*TASK TO COMPLETE*. Can you render the items below as a two-column CSV with the headers instruction and points, one row per item, each field quoted and any line breaks turned into spaces? Begin at the line that contains "Return one point per instance of the dormer window", continue through the end of the items, and leave out the pictures.

*TASK MATERIAL*.
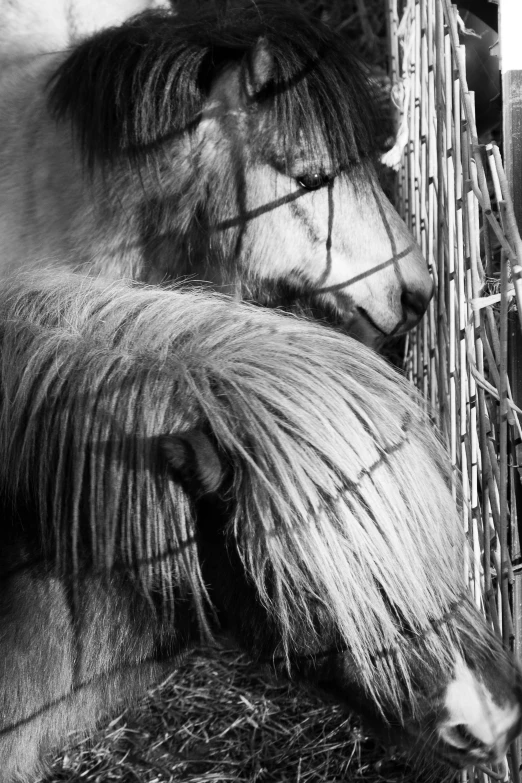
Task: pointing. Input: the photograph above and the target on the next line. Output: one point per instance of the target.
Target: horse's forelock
(130, 88)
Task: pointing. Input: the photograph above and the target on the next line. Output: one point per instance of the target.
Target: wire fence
(465, 356)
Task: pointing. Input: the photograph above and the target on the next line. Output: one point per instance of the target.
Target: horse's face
(467, 712)
(464, 706)
(306, 236)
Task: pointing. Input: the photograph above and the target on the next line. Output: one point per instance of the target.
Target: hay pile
(221, 718)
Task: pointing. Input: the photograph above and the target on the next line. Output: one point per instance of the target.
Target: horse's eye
(314, 181)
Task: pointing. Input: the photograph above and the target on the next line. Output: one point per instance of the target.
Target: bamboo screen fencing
(453, 194)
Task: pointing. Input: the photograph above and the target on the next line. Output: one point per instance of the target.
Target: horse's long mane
(129, 88)
(339, 485)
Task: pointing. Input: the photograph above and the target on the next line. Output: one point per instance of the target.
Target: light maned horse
(176, 463)
(233, 149)
(29, 27)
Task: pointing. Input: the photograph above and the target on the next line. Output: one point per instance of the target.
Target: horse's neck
(49, 209)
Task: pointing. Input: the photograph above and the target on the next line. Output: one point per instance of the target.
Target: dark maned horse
(233, 149)
(174, 463)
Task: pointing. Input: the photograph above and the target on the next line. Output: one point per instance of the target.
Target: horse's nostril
(462, 739)
(414, 303)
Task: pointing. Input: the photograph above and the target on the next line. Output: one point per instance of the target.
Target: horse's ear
(321, 13)
(194, 460)
(259, 68)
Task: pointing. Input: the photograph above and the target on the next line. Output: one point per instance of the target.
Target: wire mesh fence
(465, 356)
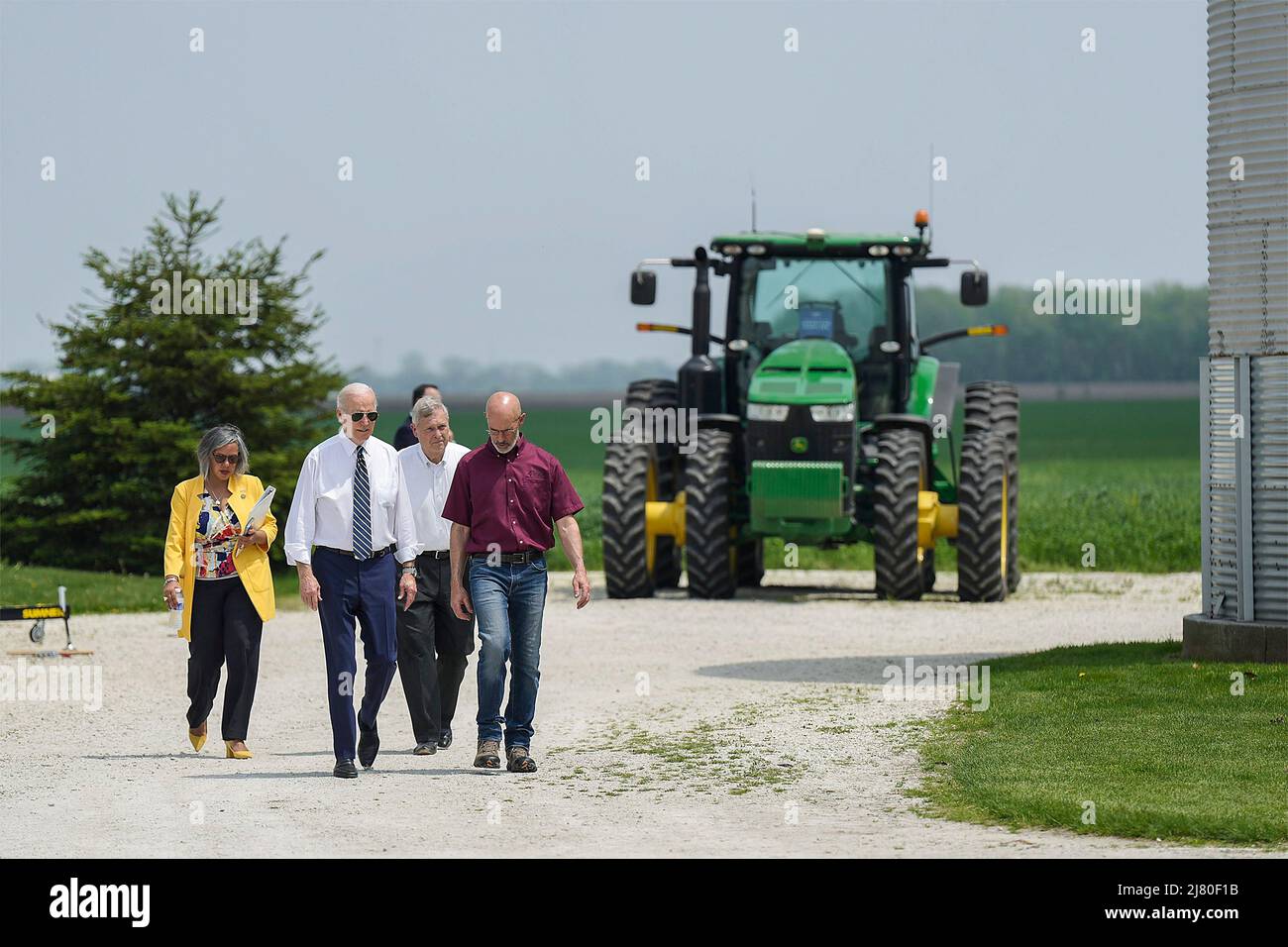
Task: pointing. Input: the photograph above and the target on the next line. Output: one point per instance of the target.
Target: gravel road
(665, 727)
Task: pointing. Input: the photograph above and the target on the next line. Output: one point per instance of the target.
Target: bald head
(503, 419)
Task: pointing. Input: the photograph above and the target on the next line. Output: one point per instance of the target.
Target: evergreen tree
(137, 386)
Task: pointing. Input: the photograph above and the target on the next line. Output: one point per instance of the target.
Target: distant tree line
(1164, 346)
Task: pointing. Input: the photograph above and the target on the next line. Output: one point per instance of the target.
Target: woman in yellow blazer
(222, 571)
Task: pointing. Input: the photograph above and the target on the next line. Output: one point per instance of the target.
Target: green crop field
(1121, 475)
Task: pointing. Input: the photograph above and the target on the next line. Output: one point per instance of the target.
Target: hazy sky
(518, 167)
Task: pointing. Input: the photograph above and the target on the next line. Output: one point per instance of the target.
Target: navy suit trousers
(365, 591)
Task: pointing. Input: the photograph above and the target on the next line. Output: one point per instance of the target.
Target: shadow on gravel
(362, 774)
(841, 671)
(805, 592)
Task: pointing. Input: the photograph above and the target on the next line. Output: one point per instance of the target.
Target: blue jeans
(509, 602)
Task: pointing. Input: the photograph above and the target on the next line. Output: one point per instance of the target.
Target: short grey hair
(215, 438)
(351, 389)
(426, 406)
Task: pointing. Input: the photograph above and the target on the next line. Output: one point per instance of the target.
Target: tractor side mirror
(644, 287)
(974, 287)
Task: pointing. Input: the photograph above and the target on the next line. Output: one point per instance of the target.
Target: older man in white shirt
(349, 534)
(433, 643)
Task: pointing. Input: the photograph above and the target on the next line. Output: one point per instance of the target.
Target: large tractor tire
(996, 406)
(707, 545)
(661, 393)
(635, 474)
(982, 534)
(901, 474)
(750, 564)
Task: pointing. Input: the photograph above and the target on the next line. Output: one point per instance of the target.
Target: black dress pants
(224, 628)
(433, 648)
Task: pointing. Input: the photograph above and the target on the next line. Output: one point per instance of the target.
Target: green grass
(1158, 744)
(1121, 475)
(90, 592)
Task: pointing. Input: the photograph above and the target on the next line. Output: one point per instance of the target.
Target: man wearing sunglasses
(352, 538)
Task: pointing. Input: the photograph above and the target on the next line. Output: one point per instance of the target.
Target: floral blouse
(217, 526)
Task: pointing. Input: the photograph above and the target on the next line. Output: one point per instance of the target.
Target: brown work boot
(488, 755)
(519, 761)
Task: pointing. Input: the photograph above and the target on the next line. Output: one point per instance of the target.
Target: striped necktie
(361, 509)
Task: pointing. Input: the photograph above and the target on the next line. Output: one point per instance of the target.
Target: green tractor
(822, 421)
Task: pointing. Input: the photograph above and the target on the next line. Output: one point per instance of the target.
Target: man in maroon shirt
(502, 501)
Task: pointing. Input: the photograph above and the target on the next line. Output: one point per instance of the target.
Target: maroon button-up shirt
(510, 499)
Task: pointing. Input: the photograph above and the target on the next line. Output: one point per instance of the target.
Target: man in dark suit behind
(406, 436)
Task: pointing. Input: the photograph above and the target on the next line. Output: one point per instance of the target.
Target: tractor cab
(822, 420)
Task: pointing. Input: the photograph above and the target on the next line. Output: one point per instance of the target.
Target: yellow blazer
(252, 562)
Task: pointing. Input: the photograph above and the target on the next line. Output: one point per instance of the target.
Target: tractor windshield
(838, 299)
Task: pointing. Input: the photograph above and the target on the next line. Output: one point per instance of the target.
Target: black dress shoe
(344, 770)
(369, 745)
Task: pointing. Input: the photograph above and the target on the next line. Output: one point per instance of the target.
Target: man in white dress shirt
(349, 535)
(433, 643)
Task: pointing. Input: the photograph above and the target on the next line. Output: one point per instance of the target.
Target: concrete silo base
(1222, 639)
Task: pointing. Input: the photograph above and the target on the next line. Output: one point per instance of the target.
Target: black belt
(348, 553)
(513, 558)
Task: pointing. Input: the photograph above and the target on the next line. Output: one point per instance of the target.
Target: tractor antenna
(930, 231)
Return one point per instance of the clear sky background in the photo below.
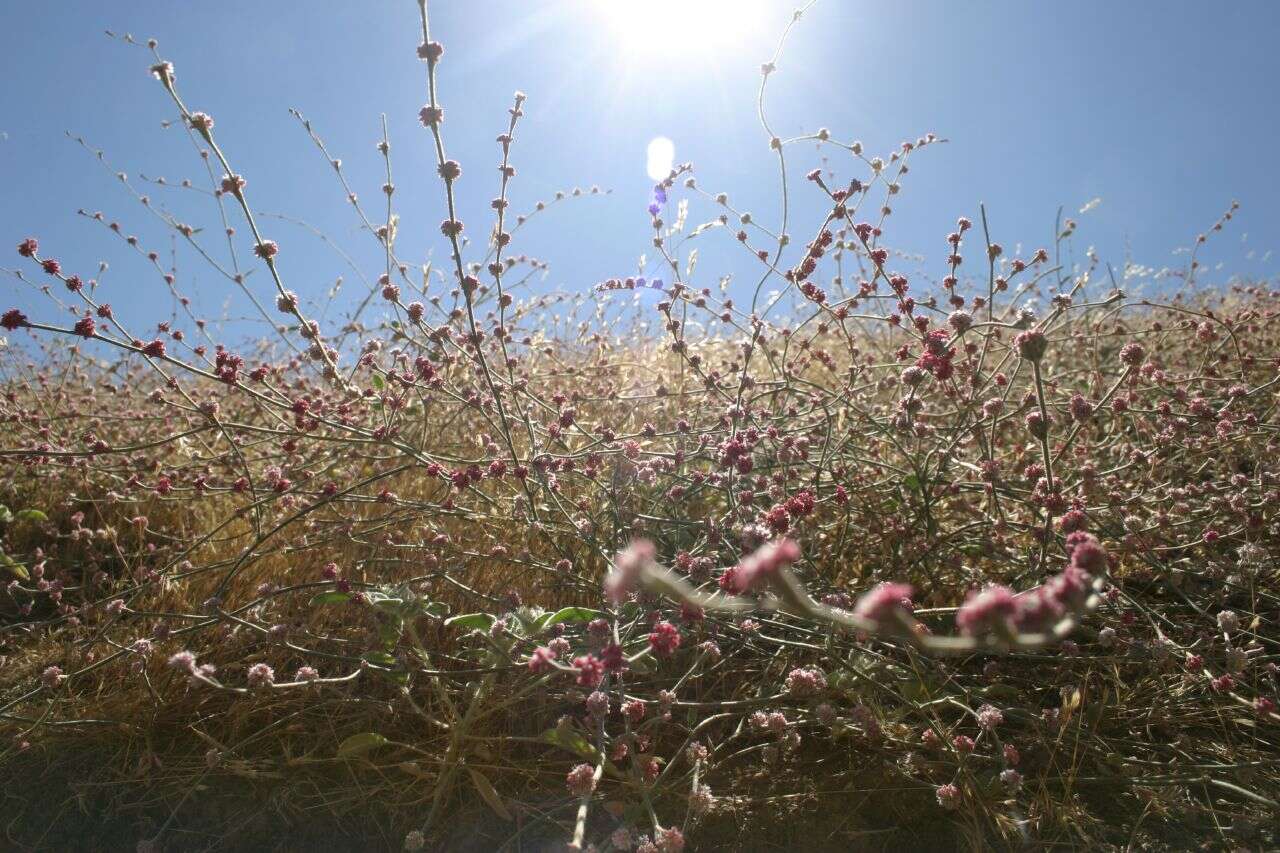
(1165, 110)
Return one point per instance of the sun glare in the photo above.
(693, 27)
(659, 158)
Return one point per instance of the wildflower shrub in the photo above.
(926, 564)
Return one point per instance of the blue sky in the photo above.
(1166, 112)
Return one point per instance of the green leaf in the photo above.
(435, 609)
(360, 744)
(14, 566)
(382, 658)
(478, 621)
(574, 615)
(489, 794)
(571, 740)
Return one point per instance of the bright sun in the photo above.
(676, 30)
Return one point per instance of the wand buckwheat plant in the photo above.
(964, 553)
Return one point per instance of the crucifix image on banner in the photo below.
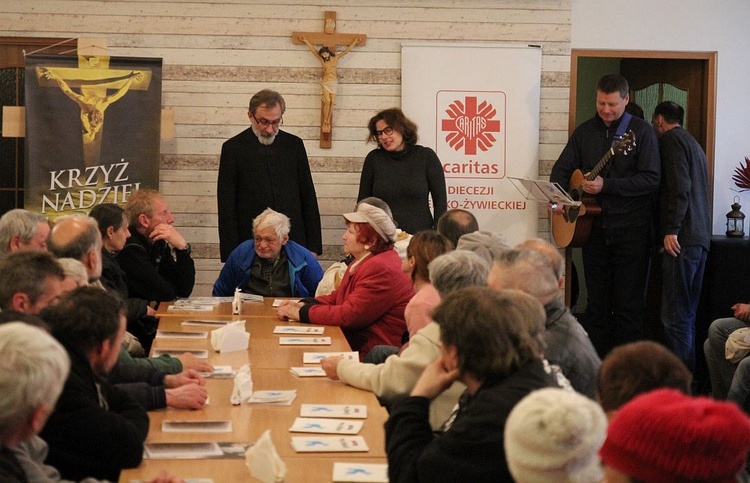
(92, 130)
(481, 116)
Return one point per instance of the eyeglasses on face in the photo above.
(268, 240)
(264, 123)
(387, 131)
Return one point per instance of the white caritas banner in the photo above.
(477, 106)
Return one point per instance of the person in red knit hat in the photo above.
(666, 436)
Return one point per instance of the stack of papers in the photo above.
(360, 472)
(334, 411)
(277, 302)
(206, 322)
(304, 340)
(274, 398)
(232, 337)
(316, 357)
(297, 329)
(197, 426)
(308, 371)
(330, 426)
(220, 372)
(176, 334)
(197, 304)
(199, 353)
(194, 450)
(329, 444)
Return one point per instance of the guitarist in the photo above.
(617, 254)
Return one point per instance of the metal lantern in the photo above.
(736, 220)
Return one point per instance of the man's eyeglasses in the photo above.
(264, 123)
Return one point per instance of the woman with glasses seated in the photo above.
(270, 264)
(369, 303)
(403, 173)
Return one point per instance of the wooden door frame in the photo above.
(710, 59)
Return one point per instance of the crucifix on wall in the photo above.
(329, 58)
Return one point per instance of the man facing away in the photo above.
(152, 272)
(33, 369)
(96, 429)
(264, 167)
(685, 224)
(22, 229)
(617, 254)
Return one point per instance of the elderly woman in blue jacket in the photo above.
(270, 264)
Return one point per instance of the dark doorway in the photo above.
(689, 78)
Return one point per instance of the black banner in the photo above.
(92, 130)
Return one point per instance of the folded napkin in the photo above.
(264, 461)
(243, 386)
(231, 337)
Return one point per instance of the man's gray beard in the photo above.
(267, 140)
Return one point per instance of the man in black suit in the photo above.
(264, 167)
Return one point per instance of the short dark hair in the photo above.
(425, 246)
(494, 332)
(269, 98)
(106, 215)
(397, 120)
(610, 83)
(672, 112)
(85, 318)
(455, 223)
(639, 367)
(26, 272)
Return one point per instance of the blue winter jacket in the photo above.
(304, 270)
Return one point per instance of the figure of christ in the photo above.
(329, 61)
(92, 106)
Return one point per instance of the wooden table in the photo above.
(270, 365)
(249, 309)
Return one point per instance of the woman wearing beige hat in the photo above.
(370, 301)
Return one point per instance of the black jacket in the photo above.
(87, 440)
(630, 181)
(253, 177)
(152, 273)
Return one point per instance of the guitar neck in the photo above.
(600, 165)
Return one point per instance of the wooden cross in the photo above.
(328, 58)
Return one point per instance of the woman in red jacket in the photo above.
(369, 304)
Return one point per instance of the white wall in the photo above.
(687, 25)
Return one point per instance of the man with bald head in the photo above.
(568, 345)
(78, 237)
(30, 282)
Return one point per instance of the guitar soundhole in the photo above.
(570, 213)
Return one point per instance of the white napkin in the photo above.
(264, 461)
(243, 386)
(231, 337)
(237, 302)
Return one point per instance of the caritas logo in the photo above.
(470, 124)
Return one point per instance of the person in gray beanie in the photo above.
(554, 436)
(369, 303)
(485, 243)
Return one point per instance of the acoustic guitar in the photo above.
(572, 227)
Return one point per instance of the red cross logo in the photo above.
(470, 125)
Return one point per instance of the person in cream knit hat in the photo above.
(369, 303)
(553, 435)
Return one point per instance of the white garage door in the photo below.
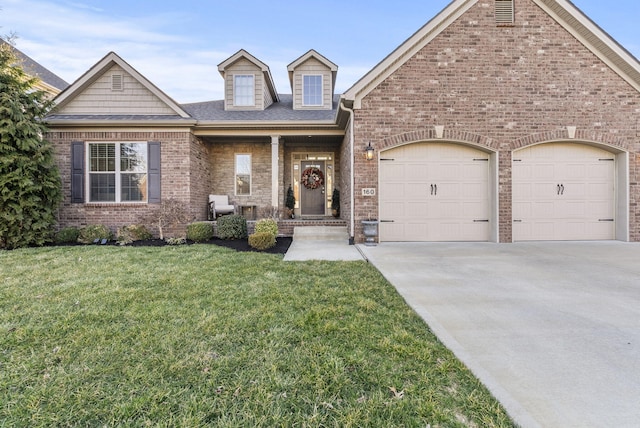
(434, 192)
(563, 191)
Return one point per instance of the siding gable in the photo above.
(94, 93)
(312, 63)
(243, 63)
(100, 99)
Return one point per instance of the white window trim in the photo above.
(253, 93)
(117, 172)
(235, 174)
(321, 90)
(117, 82)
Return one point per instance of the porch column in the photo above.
(275, 173)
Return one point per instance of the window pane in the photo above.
(243, 90)
(102, 157)
(243, 174)
(312, 90)
(102, 187)
(133, 187)
(133, 157)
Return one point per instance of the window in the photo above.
(312, 90)
(117, 82)
(117, 172)
(244, 93)
(243, 174)
(504, 12)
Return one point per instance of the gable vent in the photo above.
(117, 82)
(504, 12)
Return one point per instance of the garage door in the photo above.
(434, 192)
(563, 191)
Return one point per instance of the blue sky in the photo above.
(178, 44)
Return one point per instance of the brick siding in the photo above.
(502, 88)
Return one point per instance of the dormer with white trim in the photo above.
(248, 84)
(313, 79)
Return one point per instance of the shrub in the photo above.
(232, 226)
(267, 225)
(176, 241)
(89, 234)
(133, 232)
(199, 231)
(67, 235)
(30, 186)
(262, 240)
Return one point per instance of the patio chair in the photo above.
(219, 205)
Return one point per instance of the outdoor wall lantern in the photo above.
(369, 151)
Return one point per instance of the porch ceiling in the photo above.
(287, 140)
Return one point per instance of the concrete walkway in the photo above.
(552, 329)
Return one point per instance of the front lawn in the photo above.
(204, 336)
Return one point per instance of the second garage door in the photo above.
(434, 192)
(563, 191)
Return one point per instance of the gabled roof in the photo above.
(242, 54)
(282, 111)
(564, 12)
(103, 66)
(313, 54)
(51, 81)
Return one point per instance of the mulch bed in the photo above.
(282, 244)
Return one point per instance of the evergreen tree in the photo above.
(30, 189)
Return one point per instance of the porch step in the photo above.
(320, 233)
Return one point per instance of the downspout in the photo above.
(352, 225)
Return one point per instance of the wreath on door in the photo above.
(312, 178)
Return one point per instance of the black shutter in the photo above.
(154, 172)
(77, 172)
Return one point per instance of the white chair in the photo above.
(219, 205)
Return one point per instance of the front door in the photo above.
(312, 187)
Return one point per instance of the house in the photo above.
(499, 121)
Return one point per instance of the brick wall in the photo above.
(222, 159)
(502, 88)
(177, 178)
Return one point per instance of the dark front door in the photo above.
(312, 199)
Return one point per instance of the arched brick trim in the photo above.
(581, 136)
(452, 135)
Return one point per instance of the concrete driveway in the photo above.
(552, 329)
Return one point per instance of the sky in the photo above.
(178, 44)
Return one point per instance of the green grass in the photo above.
(201, 336)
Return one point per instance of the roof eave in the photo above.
(119, 122)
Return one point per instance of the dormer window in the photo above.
(312, 90)
(244, 90)
(117, 82)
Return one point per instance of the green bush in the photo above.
(199, 231)
(262, 240)
(132, 233)
(89, 234)
(67, 235)
(267, 225)
(232, 226)
(176, 241)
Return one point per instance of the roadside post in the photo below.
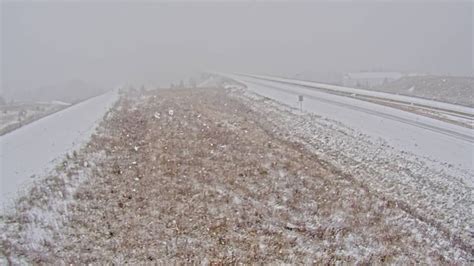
(300, 99)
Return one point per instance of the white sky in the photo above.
(109, 43)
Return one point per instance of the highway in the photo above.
(438, 140)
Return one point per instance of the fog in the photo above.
(106, 43)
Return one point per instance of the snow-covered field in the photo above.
(34, 149)
(231, 175)
(448, 146)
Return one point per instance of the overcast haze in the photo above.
(111, 43)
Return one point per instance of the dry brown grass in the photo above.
(213, 183)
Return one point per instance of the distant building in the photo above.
(369, 79)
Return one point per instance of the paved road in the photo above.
(437, 140)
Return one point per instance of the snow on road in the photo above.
(448, 144)
(377, 94)
(35, 148)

*RESPONSE*.
instruction,points
"Return one point per instance of the dormer window in the photo above.","(312, 90) (244, 90) (117, 82)"
"Return one point per instance of the green bush in the photo above.","(199, 231) (262, 240) (132, 233) (89, 234) (67, 235) (267, 225) (232, 226) (176, 241)"
"Return one point per instance of the roadside post in the photo below.","(300, 99)"
"Return one point per instance of the white sky in the photo above.","(109, 43)"
"Return one point per instance of the highway in the photo above.","(438, 140)"
"Return one point per instance of the fog in the photo above.","(106, 43)"
"Return one point per instance of the snow-covered field in the photo above.","(34, 149) (231, 175) (448, 146)"
"Return one point per instance of the overcast haze in the photo above.","(111, 43)"
"Return one point per instance of the dry brown grass in the photo above.","(213, 183)"
"Return one point per instance of the distant building in the photo above.","(369, 79)"
"Return one point per instance of the paved road in the photo above.","(437, 140)"
"Return one point per instance of the snow on road in the photo above.","(448, 144) (377, 94) (35, 148)"